- **Task instructions**
Reproduce the listing below word for word, leaving out the pictures.

┌─ Supplied information

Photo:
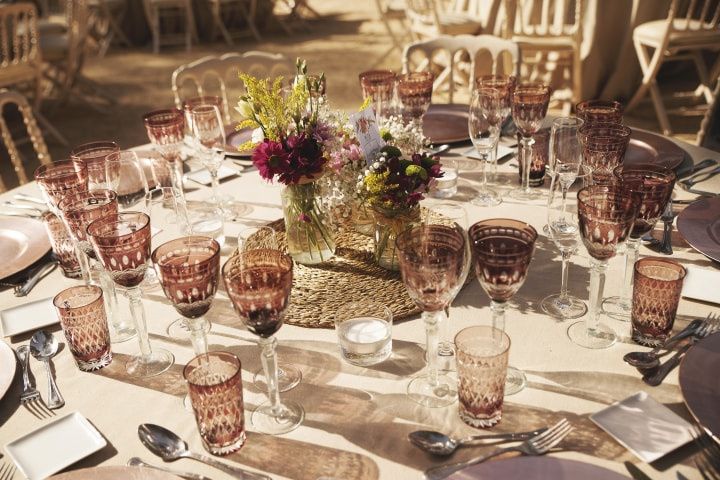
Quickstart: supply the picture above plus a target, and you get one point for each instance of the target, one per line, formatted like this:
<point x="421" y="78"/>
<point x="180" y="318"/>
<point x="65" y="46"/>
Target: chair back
<point x="20" y="57"/>
<point x="450" y="49"/>
<point x="9" y="97"/>
<point x="213" y="75"/>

└─

- **Problem solution**
Photo:
Quickstart: supply the picture above plus a target, and you get one point for each instance of the target, one per line, formatted like this:
<point x="421" y="78"/>
<point x="180" y="318"/>
<point x="65" y="46"/>
Target: chair back
<point x="20" y="57"/>
<point x="450" y="49"/>
<point x="9" y="97"/>
<point x="213" y="75"/>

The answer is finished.